→ MATERIAL PROVIDED:
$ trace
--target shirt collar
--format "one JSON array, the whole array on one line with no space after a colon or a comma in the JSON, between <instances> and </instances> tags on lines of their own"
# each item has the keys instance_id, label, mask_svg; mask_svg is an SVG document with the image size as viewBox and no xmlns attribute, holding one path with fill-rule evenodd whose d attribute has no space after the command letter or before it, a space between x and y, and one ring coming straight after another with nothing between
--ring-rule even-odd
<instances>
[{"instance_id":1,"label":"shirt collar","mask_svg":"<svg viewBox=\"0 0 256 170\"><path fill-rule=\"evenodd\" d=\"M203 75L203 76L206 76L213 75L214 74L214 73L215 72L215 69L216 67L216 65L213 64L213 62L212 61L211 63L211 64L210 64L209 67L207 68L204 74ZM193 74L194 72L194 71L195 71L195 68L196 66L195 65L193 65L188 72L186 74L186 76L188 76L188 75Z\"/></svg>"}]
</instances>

→ STATED GOAL:
Extract all of the material exactly as it is written.

→ ANSWER BELOW:
$ trace
--target shirt collar
--format "one JSON array, the whole array on one line with no space after a colon or a comma in the JSON, between <instances> and </instances> tags on lines of their own"
# each item has the keys instance_id, label, mask_svg; mask_svg is an SVG document with the image size as viewBox and no xmlns attribute, holding one path with fill-rule evenodd whose d attribute has no space after the command letter or before it, a space between x and y, and one ring coming straight after another with nothing between
--ring-rule even-odd
<instances>
[{"instance_id":1,"label":"shirt collar","mask_svg":"<svg viewBox=\"0 0 256 170\"><path fill-rule=\"evenodd\" d=\"M203 75L203 76L206 76L213 75L214 74L214 73L215 72L215 69L216 67L216 65L213 64L213 62L212 61L211 63L211 64L210 64L209 67L207 68L204 74ZM193 74L194 72L194 71L195 71L195 68L196 66L195 65L193 65L188 72L186 74L186 76L188 76L188 75Z\"/></svg>"}]
</instances>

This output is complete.